▸ **Trecho de origem**:
I. A portaria de instauração de processo administrativo disciplinar deve conter todos os elementos identificadores acerca da autoria e dos fatos a serem investigados, não sendo suficiente fazer alusão a decisão judicial genérica, sem identificar de que forma o investigado está atrelado aos fatos narrados, sob pena de obstar ao acusado ciência da acusação que lhe está sendo imputada e, de consequência, o exercício do direito de defesa.
II. A Administração Pública deve fornecer à impetrante a possibilidade de se defender materialmente nos autos do procedimento de revisão. A mera abertura de procedimento de revisão, sem identificar a conduta violadora, implica violação a direito líquido e certo do autor-impetrante, de forma a fazer presentes os requisitos à concessão da segurança. III. Parecer pela concessão da ordem" (fl. 132e).
De início, em relação à decadência, esta Corte já se manifestou, em caso idêntico, no sentido de que "ao julgar Mandados de Segurança impetrados contra atos praticados em processos administrativos disciplinares, a Primeira Seção desta Corte firmou entendimento segundo o qual o prazo de decadência é contado a partir da publicação da penalidade no Diário Oficial, admitindo-se a impugnação de atos realizados ao longo de todo o procedimento, como indica o precedente: (…) (MS 20.978/DF, Rel. Ministro MAURO CAMPBELL MARQUES, PRIMEIRA SEÇÃO, julgado em 26/10/2016, DJe 01/12/2016). Diante da similitude entre o caso dos autos e a situação descrita no julgado, aplico, por analogia, essa orientação" (STJ, AgInt no MS 27.458/DF, Rel. Ministra REGINA HELENA COSTA, PRIMEIRA SEÇÃO, DJe de 22/09/2021). No mesmo sentido: STJ, RMS 44.297/ES, Rel. Ministro GURGEL DE FARIA, PRIMEIRA TURMA, DJe de 23/09/2020.
Assim, o termo inicial do prazo decadencial para impetração de mandado de segurança contra a cassação da anistia da impetrante é a data da publicação, no Diário Oficial, da Portaria que cassou a anistia, oportunidade em que o ato se torna apto a gerar efeitos lesivos à esfera jurídica do interessado.
No caso, a Portaria 1.096, de 24/03/2021, fora publicada no DOU em 25/03/2021 (fl. 36e). A parte impetrante impetrou o presente mandamus em 12/07/2021 (fl. 1e), dentro, portanto, do prazo decadencial de 120 (cento e vinte) dias (art. 23 da Lei 12.016/2009).
No mais, é de se consignar que, nos termos do art. 1º da Lei 12.016/2009 e em conformidade com o art. 5º, LXIX, da Constituição Federal, "conceder-se-á mandado de segurança para proteger direito líquido e certo, não amparado por habeas corpus ou habeas data, sempre que, ilegalmente ou com abuso de poder, qualquer pessoa física ou jurídica sofrer violação ou houver justo receio de sofrê-la por parte de autoridade, seja de que categoria for e sejam quais forem as funções que exerça".

▸ **Material de origem**:
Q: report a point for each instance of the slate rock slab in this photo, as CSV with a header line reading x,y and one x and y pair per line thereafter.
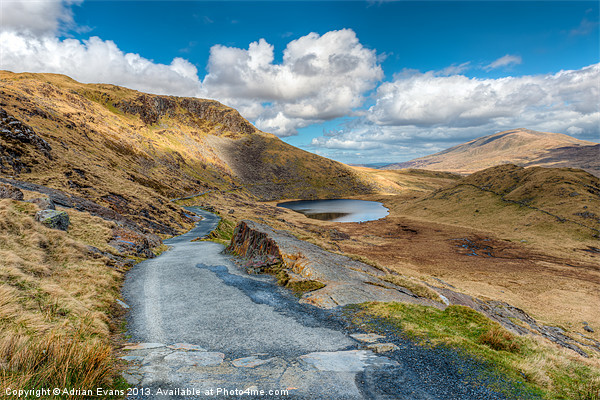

▸ **O que se pede**: Prossiga com o trecho acima sobre o mandado de segurança contra a cassação de anistia, a partir da última frase apresentada.

▸ **Resultado do exercício**:
Nesses termos, a impetração do mandamus deve-se apoiar em incontroverso direito líquido e certo, comprovado desde o momento da impetração.
Na hipótese, o Supremo Tribunal Federal, apreciando o Tema 839 (RE 817.338 RG-DF, Rel. Ministro DIAS TOFFOLI, DJe de 31/07/2020), fixou, sob o regime de repercussão geral, a seguinte tese: "No exercício do seu poder de autotutela, poderá a Administração Pública rever os atos de concessão de anistia a cabos da Aeronáutica com fundamento na Portaria 1.104/1964, quando se comprovar a ausência de ato com motivação exclusivamente política, assegurando-se ao anistiado, em procedimento administrativo, o devido processo legal e a não devolução das verbas já recebidas".
O Relator, por pertinente, fez constar expressamente de seu voto que: "Verifico, assim, que a matéria em questão está inserida na ordem constitucional, sendo, por tal razão, insuscetível de decadência administrativa. De outro lado, o Supremo Tribunal Federal também já assentou em julgados que a Portaria nº 1.104/64, por si, não constitui ato de exceção, sendo necessária a comprovação, caso a caso, da ocorrência de motivação político-ideológica para o ato de exclusão das Forças Armadas e a consequente concessão de anistia política.
(…)
Desse modo, reconheço o poder-dever da administração pública de revisitar seus atos, em procedimento administrativo, com a observância do devido processo legal, como uma manifestação da obrigação de velar pela supremacia constitucional, princípio propulsor do Estado Democrático de Direito.
(…)
Por fim, registro que a revisão das anistias no caso em exame se refere exclusivamente àquelas concedidas aos cabos da Aeronáutica com fundamento na Portaria nº 1.104 editada pelo Ministro de Estado da Aeronáutica em 12 de outubro de 1964".
Com efeito, consoante entendimento consolidado, sob o rito de repercussão geral, pelo STF (Tema 138), "os atos administrativos que repercutem no campo dos interesses individuais dependem de processo administrativo prévio – no qual hão de ser observados os princípios do devido processo, do contraditório e da ampla defesa – para serem anulados" (STJ, AgInt no REsp 1.703.826/TO, Rel. Ministro FRANCISCO FALCÃO, SEGUNDA TURMA, DJe de 04/05/2020).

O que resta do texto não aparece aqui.